[Saved entries]

════

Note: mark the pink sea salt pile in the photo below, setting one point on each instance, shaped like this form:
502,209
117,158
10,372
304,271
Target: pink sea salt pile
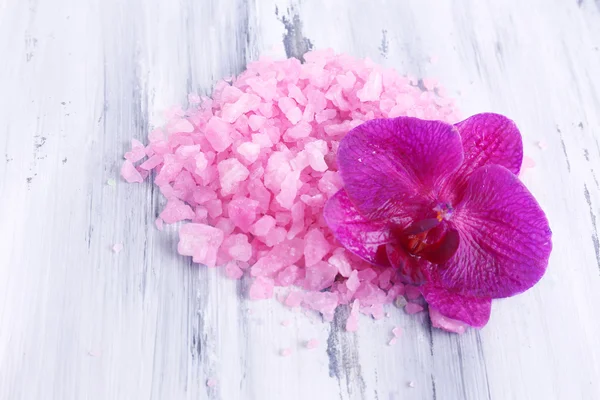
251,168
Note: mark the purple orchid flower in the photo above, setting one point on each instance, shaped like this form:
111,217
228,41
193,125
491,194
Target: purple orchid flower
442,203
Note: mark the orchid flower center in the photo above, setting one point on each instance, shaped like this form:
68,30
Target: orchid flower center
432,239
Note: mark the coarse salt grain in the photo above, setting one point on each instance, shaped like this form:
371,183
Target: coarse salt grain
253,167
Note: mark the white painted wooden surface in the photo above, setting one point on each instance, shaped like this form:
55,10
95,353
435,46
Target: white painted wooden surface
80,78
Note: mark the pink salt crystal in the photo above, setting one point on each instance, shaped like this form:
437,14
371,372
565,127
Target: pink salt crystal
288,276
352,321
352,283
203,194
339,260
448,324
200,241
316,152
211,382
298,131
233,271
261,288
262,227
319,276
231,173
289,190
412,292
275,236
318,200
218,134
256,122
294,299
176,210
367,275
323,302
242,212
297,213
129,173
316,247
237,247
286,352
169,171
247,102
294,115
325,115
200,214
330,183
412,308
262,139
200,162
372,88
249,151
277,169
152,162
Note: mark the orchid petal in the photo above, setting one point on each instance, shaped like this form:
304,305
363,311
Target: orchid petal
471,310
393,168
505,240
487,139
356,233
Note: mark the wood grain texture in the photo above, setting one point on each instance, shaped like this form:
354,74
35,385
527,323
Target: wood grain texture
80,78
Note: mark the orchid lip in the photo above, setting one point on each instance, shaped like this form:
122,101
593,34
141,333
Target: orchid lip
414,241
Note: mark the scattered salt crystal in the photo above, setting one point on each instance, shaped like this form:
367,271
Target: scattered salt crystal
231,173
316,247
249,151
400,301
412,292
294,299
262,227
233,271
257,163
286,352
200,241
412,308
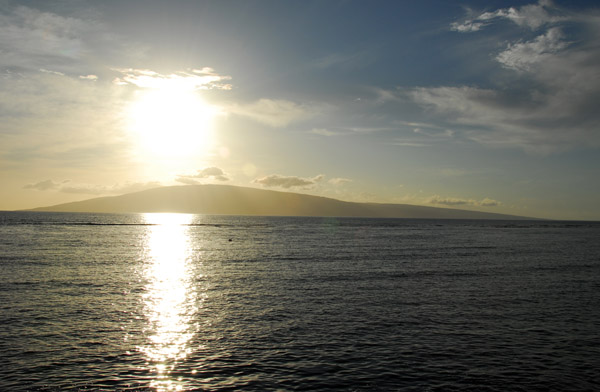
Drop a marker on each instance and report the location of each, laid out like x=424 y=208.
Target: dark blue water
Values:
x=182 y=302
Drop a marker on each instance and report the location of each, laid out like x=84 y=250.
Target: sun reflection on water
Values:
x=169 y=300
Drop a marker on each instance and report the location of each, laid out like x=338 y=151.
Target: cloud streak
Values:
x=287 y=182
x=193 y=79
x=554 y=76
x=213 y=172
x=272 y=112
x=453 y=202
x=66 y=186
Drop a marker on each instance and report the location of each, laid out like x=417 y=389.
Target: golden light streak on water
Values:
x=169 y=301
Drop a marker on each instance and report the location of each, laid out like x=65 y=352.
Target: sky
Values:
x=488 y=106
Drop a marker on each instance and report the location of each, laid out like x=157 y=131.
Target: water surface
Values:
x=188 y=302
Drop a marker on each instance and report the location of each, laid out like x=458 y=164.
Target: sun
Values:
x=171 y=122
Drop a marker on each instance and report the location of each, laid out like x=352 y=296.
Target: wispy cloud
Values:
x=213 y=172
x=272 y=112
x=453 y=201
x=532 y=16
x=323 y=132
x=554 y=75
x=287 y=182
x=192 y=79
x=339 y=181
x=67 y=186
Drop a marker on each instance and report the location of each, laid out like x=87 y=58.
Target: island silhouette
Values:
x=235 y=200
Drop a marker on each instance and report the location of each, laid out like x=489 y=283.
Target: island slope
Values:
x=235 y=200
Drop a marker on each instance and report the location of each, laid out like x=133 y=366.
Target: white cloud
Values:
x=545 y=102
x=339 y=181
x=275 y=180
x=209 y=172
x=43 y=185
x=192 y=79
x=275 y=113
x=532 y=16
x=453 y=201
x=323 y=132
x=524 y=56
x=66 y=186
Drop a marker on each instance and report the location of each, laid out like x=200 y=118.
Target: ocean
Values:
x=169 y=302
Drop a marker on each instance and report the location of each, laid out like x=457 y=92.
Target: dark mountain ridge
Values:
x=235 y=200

════

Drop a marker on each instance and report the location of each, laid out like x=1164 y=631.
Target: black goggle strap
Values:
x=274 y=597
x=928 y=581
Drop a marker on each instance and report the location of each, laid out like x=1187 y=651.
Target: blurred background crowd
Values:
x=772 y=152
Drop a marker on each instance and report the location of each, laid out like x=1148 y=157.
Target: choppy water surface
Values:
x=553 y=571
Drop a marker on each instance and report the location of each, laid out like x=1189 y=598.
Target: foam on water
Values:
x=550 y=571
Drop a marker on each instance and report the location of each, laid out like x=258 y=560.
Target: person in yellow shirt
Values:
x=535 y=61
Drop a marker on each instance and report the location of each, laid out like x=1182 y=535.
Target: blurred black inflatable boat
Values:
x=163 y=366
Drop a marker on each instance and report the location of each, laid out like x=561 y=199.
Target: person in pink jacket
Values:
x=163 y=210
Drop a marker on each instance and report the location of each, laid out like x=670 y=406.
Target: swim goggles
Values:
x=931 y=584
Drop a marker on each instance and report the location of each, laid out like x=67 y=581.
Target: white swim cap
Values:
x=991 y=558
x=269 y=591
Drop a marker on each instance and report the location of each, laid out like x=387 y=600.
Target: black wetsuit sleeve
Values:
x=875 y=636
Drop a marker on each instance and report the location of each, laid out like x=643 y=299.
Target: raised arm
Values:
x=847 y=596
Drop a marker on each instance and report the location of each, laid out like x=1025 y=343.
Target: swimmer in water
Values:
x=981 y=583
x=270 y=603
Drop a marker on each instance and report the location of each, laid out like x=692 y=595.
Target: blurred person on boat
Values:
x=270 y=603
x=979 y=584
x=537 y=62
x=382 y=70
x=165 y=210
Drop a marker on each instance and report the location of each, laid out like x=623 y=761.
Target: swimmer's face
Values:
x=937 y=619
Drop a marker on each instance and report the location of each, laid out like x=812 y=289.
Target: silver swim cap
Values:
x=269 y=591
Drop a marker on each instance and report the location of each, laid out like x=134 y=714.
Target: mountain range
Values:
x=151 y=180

════

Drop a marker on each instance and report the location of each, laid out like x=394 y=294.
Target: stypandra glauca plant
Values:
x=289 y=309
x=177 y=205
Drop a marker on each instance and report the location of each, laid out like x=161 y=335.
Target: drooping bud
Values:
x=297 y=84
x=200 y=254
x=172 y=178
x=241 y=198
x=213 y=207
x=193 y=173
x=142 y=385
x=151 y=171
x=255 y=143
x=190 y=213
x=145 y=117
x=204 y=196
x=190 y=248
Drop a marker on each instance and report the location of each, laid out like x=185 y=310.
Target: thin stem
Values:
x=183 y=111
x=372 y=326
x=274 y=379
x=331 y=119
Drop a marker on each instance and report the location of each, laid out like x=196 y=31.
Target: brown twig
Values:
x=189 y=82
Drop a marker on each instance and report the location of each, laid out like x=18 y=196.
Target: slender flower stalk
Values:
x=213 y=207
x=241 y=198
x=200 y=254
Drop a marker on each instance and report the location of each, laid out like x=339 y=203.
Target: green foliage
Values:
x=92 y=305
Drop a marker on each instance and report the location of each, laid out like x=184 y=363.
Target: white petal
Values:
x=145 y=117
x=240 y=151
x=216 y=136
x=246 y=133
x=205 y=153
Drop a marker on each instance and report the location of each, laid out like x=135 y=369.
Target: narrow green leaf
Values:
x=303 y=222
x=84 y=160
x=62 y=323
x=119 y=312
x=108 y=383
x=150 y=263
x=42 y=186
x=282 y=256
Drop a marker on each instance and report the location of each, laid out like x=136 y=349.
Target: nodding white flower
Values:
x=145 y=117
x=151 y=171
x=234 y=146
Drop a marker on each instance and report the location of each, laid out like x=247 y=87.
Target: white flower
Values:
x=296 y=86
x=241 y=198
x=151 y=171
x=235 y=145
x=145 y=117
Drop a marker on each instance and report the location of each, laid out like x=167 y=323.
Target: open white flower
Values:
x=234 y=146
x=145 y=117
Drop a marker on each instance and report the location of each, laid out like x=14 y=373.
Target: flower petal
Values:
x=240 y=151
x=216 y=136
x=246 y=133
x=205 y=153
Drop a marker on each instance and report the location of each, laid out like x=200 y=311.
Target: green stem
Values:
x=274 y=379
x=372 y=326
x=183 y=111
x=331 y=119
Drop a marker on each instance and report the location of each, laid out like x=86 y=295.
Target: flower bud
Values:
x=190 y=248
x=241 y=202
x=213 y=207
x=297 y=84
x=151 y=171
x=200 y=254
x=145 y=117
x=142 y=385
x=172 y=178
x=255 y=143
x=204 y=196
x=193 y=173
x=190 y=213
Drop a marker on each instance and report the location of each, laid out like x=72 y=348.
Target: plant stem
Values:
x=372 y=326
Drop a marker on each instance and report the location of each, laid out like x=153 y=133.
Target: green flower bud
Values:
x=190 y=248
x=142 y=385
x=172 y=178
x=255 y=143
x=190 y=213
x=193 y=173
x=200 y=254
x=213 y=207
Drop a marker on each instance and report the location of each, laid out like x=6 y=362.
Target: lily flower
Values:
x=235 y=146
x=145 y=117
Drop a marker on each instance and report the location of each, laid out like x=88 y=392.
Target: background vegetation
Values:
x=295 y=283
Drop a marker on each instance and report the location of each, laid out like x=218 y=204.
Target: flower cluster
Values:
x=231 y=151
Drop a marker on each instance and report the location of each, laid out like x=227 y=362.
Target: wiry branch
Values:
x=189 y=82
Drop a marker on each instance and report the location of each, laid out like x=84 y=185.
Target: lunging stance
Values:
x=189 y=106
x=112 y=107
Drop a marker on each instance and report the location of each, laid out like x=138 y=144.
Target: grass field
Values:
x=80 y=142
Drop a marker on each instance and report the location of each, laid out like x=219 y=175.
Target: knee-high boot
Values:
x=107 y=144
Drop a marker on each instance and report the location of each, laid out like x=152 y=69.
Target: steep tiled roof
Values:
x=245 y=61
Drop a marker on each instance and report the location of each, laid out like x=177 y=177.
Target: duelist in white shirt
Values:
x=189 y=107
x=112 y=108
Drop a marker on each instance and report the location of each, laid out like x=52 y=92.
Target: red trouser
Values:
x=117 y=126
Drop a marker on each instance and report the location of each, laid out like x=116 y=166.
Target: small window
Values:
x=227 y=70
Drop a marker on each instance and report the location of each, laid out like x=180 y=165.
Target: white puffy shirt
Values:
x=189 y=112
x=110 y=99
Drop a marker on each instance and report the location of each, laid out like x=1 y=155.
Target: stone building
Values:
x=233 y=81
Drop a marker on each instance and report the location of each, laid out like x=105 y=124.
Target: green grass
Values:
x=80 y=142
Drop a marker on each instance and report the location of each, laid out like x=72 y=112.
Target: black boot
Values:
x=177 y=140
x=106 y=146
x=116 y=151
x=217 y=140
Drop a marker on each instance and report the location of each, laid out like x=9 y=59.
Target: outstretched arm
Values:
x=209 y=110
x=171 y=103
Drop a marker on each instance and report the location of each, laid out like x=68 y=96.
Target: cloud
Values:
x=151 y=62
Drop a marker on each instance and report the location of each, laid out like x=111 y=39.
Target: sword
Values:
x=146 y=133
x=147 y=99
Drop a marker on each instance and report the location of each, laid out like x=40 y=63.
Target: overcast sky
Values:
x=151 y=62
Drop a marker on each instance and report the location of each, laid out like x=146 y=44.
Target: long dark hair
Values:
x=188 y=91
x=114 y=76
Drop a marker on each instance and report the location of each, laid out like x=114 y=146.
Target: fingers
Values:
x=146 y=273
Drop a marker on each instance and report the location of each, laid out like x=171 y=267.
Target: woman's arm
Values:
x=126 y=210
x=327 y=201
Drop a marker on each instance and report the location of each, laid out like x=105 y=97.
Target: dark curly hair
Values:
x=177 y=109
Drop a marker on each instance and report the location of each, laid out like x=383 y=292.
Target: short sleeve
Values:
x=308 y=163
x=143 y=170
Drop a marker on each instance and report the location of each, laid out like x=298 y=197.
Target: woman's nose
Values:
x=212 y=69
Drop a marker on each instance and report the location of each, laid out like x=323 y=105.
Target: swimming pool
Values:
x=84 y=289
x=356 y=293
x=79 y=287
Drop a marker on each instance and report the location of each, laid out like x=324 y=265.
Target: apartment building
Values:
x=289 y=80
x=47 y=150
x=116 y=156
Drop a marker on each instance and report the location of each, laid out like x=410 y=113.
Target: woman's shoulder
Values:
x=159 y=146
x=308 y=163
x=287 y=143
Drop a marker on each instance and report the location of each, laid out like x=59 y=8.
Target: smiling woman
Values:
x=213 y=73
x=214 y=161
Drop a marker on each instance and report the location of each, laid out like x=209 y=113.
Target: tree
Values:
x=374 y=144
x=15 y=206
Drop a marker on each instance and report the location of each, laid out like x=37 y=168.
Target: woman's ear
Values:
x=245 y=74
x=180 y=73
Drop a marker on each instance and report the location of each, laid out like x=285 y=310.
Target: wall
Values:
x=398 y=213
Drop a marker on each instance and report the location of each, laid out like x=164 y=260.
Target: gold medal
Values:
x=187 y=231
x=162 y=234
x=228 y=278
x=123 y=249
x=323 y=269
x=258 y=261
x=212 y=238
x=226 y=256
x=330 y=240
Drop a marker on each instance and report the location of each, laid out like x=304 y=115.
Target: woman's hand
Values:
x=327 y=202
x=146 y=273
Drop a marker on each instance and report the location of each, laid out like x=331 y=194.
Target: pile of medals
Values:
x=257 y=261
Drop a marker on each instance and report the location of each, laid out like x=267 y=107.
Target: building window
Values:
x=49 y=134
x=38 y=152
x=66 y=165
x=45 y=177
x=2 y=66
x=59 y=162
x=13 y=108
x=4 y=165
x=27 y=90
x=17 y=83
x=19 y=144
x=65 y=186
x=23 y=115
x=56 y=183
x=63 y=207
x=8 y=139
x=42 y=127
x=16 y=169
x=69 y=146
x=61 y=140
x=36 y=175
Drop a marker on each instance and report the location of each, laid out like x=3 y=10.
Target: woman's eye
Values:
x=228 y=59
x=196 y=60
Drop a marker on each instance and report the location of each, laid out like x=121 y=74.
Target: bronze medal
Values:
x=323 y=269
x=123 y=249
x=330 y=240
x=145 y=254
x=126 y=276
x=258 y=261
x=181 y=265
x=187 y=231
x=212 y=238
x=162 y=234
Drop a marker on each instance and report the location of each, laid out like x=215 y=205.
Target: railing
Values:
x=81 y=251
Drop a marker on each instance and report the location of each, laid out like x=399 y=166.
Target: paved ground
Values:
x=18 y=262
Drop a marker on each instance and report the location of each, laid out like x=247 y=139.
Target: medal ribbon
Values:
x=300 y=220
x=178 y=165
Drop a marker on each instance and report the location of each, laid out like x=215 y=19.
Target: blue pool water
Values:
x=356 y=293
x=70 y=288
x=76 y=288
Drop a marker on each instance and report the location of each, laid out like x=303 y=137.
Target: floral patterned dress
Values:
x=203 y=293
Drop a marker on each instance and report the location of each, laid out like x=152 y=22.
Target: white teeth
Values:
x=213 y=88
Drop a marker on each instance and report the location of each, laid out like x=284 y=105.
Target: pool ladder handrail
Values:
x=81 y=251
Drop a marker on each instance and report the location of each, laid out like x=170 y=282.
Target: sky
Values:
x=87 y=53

════

REQUIREMENT :: Copy each line containing the word "dark" from the data.

SOLUTION TO THIS PROBLEM ::
Target: dark blue water
Target: dark mountain ridge
Target: long dark hair
Target: dark curly hair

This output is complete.